EXTRACT PROVIDED ->
----

As the title indicates there is a mindset that exists in our modern culture that has some merit to it. I must say that I take issue with this statement. America, the most generous and prosperous nation in the history of the world, sees it's lower class being elevated every decade since WWII as the rich created wealth. It has been said that, "When the tide rises, all boats float higher".
What this means is that, in the case of the United States, when the economic drivers of the economy (i.e. business and production) are moving forward the poor move onward and upward as well. We have the richest "poor" people on the planet who are considered rich by the rest of the worlds standards. Consider that a fraction of a percent of people on the planet live with running water, indoor plumbing, electricity, multiple TV's, microwaves, at least one automobile, ample food, subsidized housing (for those in need), medical care, clothing, etc.
Even so we seem to continuously focus on how unfair America and it capitalistic system is. I do agree that this system isn't perfect but it has created the freest, richest, and most powerful society in history. I do take issue with the corruption of our Wall Street Bankers, Congressman, and other robber barons that have grabbed the headlines as of late. These scoundrels need to be stripped of every material posession they own and thrown in jail for a decade if they are found guilty or complicit in the recent demise of our economy. That includes the players at Freddie Mac and Fannie Mae who cooked the books for personal gain, legislators who forced bad banking policy on banks, congressmen and women who blocked reform efforts, and the Wall Street suits that parachuted out with huge goodbye packages days before the middle class assets were wiped out.

----

RECORDS ->

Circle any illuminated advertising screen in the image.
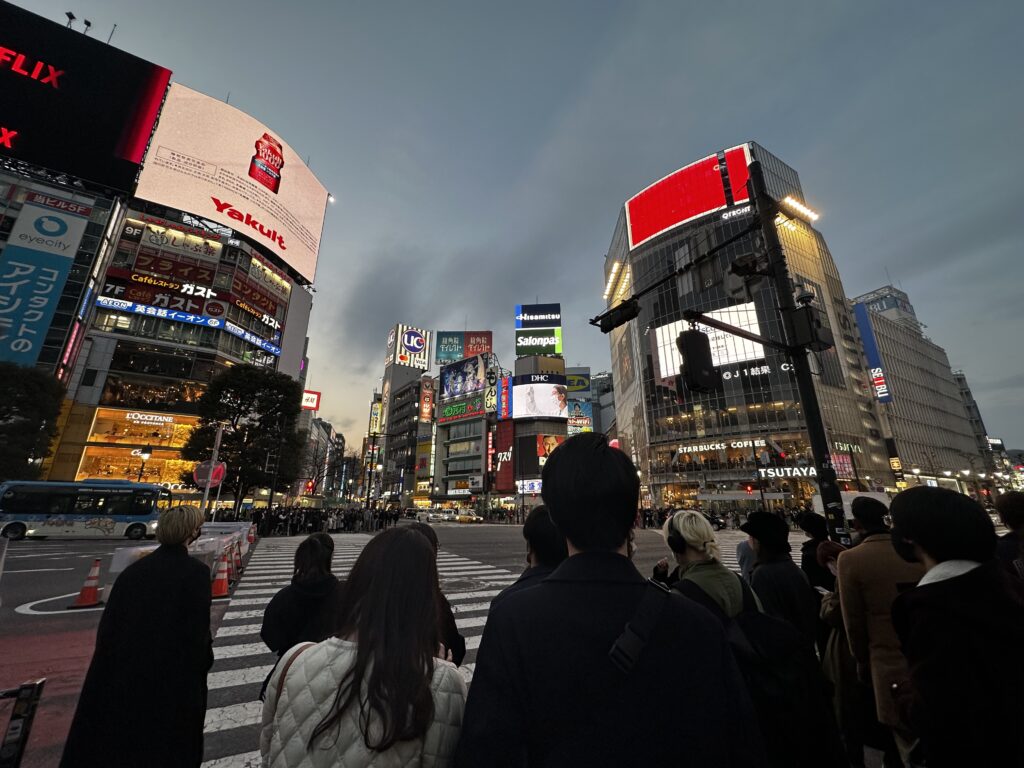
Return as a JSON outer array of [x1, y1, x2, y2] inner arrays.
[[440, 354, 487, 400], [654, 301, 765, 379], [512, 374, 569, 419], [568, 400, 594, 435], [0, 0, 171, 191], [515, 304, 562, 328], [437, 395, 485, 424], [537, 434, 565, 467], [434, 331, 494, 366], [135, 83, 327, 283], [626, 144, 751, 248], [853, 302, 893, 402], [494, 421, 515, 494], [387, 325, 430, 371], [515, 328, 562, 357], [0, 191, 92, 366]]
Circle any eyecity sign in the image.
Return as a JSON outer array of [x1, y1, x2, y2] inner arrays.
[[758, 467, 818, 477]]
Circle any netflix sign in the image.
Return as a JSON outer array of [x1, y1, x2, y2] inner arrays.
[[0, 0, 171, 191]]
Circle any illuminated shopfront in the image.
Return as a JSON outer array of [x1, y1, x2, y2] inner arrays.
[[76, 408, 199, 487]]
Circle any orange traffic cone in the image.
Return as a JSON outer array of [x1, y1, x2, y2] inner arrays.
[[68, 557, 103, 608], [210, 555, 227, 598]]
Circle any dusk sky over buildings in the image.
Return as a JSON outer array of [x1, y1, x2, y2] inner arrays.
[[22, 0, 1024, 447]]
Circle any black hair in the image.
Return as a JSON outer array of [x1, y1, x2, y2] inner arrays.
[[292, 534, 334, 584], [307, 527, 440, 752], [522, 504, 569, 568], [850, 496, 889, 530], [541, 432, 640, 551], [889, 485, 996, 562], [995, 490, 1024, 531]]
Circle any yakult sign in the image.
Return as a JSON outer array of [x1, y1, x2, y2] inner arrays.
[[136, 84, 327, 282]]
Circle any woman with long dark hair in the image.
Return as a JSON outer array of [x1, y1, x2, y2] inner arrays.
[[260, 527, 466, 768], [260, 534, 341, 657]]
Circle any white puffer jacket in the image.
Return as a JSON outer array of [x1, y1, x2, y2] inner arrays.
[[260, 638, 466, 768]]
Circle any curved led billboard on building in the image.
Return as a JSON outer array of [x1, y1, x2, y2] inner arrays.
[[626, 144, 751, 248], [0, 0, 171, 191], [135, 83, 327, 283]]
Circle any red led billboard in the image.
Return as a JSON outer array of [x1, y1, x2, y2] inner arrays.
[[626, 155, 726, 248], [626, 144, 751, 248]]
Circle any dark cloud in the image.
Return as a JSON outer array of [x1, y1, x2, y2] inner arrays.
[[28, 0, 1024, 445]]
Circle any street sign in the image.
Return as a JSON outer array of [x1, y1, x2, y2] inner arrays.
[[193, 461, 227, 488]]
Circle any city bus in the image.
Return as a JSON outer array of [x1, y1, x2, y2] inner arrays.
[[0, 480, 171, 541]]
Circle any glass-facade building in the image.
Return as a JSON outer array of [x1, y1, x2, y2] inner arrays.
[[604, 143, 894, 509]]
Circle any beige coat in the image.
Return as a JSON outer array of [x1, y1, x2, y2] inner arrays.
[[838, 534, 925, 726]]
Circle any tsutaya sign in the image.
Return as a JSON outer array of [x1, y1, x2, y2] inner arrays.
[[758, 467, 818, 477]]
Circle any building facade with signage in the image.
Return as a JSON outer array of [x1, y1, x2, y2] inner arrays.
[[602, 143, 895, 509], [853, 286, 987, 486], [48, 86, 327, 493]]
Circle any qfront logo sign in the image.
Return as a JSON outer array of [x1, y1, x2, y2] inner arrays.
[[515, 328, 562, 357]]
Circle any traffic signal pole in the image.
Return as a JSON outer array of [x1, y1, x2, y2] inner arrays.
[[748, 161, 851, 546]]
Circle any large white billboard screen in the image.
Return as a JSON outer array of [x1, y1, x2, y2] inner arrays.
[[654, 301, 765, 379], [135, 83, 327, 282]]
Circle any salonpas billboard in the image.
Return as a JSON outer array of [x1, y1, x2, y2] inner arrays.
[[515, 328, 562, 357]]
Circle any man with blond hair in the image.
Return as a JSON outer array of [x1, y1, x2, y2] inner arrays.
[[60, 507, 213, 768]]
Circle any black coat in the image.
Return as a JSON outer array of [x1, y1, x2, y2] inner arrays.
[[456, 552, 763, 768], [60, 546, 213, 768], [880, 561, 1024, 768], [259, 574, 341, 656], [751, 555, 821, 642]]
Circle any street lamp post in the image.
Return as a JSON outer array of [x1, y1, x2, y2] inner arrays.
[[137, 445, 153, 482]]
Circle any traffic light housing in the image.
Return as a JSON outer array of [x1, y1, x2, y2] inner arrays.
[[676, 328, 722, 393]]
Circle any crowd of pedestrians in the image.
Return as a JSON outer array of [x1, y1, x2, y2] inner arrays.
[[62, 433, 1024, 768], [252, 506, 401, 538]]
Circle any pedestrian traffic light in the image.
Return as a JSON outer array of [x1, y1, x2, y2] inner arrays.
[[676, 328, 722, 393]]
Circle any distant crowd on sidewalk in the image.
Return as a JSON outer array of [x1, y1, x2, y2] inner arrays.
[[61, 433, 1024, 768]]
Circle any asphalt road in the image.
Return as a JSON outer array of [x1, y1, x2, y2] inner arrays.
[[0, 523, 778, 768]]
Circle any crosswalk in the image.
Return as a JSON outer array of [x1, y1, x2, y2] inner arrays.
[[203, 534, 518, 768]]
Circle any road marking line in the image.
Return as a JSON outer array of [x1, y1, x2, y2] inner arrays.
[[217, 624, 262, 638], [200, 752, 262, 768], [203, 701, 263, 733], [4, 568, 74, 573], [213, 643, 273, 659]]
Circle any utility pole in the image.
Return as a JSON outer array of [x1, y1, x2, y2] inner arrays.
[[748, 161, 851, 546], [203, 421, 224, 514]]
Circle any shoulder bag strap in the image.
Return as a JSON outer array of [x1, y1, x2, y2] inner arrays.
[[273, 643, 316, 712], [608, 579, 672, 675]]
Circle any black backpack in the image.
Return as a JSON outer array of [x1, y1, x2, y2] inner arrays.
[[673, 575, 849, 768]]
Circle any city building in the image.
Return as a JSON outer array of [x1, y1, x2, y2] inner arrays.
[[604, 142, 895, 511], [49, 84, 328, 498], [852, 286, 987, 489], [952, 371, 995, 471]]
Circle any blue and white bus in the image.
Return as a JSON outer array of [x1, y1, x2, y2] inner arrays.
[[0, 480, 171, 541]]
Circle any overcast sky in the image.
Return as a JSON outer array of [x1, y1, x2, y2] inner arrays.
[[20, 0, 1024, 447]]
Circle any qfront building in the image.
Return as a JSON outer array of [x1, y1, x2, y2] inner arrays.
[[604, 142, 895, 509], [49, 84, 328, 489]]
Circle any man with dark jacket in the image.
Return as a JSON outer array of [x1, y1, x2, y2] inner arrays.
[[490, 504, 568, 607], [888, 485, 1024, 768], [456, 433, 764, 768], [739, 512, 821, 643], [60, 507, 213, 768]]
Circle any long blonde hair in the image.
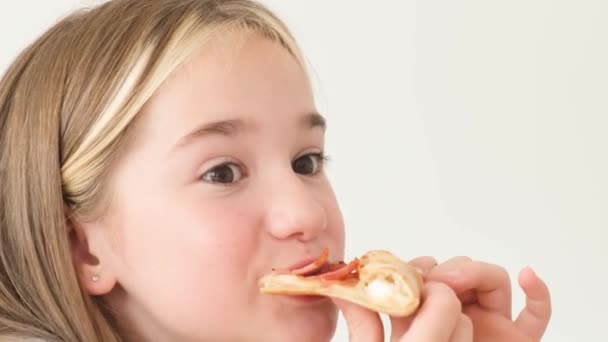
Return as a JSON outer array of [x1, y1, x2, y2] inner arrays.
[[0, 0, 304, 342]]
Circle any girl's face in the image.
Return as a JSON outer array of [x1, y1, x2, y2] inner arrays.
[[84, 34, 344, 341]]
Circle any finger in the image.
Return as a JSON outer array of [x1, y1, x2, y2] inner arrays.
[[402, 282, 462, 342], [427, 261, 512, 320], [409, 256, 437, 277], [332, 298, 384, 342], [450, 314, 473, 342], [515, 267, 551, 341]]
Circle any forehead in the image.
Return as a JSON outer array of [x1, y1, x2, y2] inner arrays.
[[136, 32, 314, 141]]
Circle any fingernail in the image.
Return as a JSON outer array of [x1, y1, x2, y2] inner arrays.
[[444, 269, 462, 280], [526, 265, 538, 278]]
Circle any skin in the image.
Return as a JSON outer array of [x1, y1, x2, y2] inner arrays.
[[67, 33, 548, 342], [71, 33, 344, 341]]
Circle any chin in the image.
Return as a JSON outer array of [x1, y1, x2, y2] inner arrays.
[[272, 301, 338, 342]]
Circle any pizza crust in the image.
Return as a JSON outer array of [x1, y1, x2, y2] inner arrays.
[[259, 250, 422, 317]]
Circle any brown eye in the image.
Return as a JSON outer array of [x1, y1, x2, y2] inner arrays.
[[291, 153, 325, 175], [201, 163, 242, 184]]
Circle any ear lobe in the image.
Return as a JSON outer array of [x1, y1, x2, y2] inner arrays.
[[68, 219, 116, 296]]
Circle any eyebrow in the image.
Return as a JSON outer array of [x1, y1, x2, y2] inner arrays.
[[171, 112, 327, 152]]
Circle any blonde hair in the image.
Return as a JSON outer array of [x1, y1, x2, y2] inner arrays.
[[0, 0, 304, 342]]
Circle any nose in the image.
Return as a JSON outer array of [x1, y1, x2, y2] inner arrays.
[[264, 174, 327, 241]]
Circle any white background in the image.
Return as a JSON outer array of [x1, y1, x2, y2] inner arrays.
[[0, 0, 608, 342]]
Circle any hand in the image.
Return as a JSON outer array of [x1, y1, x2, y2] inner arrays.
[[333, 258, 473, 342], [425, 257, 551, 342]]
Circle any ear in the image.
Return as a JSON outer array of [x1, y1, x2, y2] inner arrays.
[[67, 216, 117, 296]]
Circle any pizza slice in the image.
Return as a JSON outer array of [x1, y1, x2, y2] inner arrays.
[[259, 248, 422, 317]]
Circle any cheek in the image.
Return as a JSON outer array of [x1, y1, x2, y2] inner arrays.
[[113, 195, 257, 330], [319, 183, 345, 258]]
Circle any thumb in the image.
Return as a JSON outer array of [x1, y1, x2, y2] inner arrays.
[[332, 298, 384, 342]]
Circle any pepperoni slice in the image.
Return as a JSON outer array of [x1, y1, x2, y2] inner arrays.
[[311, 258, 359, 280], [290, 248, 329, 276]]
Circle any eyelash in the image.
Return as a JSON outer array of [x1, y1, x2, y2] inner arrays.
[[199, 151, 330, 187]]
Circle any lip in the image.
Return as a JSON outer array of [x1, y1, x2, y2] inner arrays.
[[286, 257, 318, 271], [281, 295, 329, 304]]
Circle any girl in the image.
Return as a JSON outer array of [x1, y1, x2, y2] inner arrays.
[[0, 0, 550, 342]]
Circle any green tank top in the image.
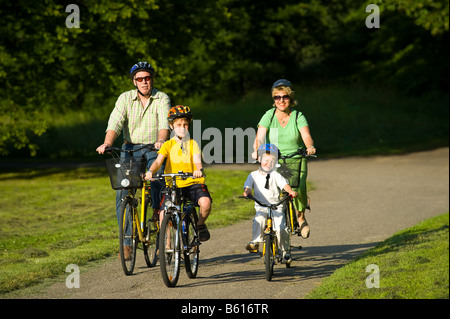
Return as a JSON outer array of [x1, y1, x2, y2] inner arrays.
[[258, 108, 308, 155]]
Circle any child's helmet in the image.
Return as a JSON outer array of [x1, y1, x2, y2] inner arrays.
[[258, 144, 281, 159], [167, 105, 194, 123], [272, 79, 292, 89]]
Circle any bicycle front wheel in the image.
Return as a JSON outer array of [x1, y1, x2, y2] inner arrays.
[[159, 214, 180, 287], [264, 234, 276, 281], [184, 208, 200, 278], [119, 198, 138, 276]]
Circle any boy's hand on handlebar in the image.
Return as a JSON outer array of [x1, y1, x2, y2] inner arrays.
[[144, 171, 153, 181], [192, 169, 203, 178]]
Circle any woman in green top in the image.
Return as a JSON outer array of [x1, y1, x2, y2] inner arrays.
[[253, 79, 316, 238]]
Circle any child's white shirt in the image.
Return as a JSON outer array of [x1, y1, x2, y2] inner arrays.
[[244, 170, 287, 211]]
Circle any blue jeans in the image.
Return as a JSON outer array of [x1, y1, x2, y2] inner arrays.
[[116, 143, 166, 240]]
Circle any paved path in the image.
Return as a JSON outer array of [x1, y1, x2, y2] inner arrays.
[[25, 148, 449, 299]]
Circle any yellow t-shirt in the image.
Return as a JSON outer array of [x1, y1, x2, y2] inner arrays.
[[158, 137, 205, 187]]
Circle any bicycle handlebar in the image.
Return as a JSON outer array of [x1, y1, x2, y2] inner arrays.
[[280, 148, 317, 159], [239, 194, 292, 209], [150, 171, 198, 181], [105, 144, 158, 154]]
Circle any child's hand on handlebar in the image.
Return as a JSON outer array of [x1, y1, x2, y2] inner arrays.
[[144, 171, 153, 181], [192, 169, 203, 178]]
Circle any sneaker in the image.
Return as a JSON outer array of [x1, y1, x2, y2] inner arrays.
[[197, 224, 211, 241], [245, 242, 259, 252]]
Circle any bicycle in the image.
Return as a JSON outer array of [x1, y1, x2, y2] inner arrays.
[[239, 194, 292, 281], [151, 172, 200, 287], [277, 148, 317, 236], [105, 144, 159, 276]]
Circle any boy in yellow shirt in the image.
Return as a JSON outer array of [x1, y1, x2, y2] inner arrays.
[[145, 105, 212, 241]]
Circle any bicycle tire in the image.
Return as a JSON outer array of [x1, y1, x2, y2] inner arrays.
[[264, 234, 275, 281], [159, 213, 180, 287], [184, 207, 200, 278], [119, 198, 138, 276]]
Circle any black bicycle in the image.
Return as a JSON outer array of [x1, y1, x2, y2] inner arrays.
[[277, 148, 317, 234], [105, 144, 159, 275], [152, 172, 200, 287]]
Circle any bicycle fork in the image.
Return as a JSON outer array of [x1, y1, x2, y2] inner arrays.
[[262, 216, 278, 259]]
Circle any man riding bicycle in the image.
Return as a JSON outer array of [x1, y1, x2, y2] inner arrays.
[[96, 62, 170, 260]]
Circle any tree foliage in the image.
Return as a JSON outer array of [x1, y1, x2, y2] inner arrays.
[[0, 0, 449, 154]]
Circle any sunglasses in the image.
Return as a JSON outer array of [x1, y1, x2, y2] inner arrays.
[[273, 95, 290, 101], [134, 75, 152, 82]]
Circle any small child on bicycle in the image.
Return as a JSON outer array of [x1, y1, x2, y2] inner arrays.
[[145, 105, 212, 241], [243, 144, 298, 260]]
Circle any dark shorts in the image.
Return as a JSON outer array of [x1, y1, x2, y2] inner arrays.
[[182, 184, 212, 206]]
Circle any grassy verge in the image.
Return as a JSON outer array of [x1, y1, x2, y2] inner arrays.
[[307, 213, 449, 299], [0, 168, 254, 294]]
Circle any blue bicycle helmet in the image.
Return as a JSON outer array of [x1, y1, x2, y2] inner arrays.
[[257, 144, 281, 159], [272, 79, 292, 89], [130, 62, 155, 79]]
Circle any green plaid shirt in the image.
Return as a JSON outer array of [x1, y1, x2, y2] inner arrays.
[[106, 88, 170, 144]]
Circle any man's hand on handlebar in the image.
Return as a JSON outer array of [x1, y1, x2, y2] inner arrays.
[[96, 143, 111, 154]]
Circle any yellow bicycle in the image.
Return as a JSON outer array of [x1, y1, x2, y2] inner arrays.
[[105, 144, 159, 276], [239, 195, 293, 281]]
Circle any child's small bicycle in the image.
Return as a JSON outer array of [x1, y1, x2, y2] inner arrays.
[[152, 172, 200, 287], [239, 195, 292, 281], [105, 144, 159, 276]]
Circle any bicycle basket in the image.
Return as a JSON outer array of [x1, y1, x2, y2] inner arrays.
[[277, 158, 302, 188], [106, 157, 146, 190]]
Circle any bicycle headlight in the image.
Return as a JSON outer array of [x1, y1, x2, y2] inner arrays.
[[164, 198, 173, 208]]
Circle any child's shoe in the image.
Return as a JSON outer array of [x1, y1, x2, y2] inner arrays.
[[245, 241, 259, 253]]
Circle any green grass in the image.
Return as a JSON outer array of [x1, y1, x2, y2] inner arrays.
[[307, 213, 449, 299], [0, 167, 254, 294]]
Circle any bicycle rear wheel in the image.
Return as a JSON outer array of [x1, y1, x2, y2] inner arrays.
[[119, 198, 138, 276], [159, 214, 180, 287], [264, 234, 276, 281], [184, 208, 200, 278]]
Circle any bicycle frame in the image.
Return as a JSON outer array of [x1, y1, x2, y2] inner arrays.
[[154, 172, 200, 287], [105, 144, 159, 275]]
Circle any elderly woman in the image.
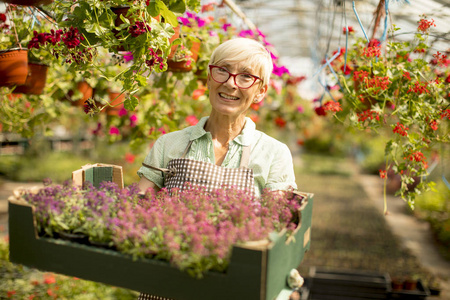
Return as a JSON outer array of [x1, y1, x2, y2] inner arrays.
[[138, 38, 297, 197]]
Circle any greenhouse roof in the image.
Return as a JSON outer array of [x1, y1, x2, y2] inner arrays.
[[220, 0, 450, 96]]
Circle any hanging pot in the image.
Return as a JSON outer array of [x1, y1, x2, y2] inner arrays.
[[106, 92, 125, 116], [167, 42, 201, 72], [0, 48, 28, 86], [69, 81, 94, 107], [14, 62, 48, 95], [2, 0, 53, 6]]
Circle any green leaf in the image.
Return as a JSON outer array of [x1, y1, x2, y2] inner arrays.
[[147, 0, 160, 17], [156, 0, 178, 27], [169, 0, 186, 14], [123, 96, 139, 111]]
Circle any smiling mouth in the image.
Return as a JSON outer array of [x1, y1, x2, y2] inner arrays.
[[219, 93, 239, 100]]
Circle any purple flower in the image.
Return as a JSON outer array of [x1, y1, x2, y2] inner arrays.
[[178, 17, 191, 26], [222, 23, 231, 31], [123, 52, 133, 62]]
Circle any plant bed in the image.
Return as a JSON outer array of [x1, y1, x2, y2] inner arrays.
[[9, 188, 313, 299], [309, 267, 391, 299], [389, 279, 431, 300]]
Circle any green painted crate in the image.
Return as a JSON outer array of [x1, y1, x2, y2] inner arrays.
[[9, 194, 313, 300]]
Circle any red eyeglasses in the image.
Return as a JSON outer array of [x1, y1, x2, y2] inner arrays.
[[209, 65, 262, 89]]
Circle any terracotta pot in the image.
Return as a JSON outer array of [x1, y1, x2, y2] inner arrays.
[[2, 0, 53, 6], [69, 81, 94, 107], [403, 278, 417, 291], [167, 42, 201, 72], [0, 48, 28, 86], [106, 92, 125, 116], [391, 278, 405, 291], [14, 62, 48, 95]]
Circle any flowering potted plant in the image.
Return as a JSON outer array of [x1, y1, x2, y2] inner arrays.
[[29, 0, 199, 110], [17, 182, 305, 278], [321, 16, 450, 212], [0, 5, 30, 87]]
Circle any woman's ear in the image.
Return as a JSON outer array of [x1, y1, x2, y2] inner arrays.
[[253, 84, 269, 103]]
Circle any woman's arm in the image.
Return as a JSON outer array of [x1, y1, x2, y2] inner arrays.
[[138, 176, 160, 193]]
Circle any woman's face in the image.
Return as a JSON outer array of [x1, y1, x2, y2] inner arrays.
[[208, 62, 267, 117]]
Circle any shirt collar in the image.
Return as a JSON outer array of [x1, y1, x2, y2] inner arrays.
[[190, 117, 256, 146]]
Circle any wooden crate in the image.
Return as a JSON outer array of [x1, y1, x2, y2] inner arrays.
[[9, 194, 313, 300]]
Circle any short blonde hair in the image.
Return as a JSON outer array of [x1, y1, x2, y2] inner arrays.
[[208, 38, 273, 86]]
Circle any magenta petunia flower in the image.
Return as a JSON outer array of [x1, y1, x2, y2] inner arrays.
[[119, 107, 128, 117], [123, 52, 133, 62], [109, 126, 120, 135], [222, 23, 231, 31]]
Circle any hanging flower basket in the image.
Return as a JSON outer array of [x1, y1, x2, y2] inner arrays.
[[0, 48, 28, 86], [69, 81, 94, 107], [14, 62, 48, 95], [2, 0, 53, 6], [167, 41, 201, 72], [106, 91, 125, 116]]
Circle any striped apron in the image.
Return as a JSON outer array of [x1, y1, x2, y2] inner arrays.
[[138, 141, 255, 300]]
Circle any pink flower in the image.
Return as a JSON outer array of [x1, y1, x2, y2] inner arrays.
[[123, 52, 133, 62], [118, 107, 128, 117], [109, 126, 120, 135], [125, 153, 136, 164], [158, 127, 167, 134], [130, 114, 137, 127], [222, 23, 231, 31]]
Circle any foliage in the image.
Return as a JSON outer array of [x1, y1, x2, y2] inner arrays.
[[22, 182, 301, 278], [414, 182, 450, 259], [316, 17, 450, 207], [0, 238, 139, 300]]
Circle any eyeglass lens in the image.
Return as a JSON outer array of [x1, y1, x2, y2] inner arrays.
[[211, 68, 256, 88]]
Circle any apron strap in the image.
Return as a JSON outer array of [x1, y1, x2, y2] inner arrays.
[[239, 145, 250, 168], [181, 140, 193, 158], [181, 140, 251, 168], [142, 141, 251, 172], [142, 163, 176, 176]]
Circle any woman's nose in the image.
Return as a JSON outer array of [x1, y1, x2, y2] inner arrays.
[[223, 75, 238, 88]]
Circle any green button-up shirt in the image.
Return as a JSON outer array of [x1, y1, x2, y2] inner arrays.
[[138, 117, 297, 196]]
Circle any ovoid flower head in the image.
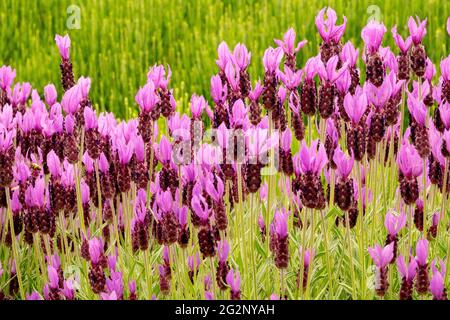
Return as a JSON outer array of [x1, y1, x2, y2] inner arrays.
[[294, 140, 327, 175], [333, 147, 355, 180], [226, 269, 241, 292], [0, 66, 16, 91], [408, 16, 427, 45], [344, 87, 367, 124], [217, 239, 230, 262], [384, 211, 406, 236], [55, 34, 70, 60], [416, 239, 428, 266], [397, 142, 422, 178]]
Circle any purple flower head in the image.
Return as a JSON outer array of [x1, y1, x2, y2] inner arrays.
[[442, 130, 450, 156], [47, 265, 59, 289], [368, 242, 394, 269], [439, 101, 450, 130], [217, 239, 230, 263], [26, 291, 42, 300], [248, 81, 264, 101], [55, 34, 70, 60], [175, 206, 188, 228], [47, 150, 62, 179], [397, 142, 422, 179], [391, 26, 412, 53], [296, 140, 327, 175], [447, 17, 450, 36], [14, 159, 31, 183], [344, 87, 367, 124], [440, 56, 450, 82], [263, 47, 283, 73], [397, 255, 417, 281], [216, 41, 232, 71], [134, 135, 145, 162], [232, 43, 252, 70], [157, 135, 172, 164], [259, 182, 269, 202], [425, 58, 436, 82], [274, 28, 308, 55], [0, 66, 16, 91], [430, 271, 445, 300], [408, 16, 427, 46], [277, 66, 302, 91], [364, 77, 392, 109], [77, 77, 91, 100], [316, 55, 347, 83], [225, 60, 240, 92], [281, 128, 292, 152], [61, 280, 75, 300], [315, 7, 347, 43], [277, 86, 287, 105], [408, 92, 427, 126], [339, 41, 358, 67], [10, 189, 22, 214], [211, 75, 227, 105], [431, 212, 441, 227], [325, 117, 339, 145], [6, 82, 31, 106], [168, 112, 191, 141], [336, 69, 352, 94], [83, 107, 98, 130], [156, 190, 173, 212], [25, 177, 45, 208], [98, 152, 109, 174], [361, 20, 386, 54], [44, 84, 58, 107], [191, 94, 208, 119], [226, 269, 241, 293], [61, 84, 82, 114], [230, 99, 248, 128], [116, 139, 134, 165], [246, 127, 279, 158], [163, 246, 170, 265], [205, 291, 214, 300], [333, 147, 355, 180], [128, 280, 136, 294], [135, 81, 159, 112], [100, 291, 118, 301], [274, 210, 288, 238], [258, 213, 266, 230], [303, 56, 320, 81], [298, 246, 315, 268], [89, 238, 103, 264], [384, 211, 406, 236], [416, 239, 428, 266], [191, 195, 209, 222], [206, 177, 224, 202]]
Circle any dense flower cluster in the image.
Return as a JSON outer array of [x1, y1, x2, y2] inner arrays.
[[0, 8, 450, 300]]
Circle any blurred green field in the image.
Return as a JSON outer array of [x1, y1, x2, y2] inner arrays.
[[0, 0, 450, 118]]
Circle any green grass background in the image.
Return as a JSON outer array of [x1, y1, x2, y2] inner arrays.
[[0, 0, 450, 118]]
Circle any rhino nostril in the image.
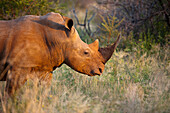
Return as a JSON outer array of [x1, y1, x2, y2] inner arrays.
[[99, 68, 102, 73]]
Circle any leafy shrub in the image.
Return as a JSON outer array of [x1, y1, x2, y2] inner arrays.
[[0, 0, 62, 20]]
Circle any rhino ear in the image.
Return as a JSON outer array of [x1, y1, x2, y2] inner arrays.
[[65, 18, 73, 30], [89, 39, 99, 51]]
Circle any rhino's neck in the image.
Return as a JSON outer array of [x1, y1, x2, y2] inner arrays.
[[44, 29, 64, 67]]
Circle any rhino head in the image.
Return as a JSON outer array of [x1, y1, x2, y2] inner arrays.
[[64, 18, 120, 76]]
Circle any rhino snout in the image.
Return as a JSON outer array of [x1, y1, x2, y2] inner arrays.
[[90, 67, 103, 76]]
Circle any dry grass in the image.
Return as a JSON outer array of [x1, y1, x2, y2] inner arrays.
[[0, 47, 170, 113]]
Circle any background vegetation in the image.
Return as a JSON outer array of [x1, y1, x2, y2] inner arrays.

----

PROBLEM SET ->
1. From the essay on American capitalism and the poor, extract the passage that begins at the words "What this means" and stops after "care, clothing, etc.".
2. Extend the essay on American capitalism and the poor, picking up after its last sentence.
These rows have nothing to do with the essay on American capitalism and the poor.

RESPONSES PER TASK ->
1.
What this means is that, in the case of the United States, when the economic drivers of the economy (i.e. business and production) are moving forward the poor move onward and upward as well. We have the richest "poor" people on the planet who are considered rich by the rest of the worlds standards. Consider that a fraction of a percent of people on the planet live with running water, indoor plumbing, electricity, multiple TV's, microwaves, at least one automobile, ample food, subsidized housing (for those in need), medical care, clothing, etc.

2.
This article, however, isn't about them. It is about us. If the title of this article is true it brings us to question what makes it so. My viewpoint of the "rich get richer" aspect is this; the rich are getting richer because they are doing something right and they keep on doing it." Makes sense, doesn't it?
Conversely the statement, "the poor get poorer" is also true from the same standpoint. Why is this so? For the same reason. The poor get poorer because they are doing things wrong and they keep on doing it. You've heard that the definition of insanity is not willing to change what you are doing but expecting for better results. This explains it all.
It has been proven to a large degree that the industrial era recipe for success (get an education, get a job for an employer and live out your life comfortably) is a recipe for disaster. The decentralization of our economic engine allows anyone with the fortitude to enter the free enterprise arena and create a business that suits his/her interests. The risks are great but so are the rewards. In fact, there are many home based business opportunities where part time effort can lead to a full time income. What most people lack in this arena is the persistence and pateince that is necessary to succeed.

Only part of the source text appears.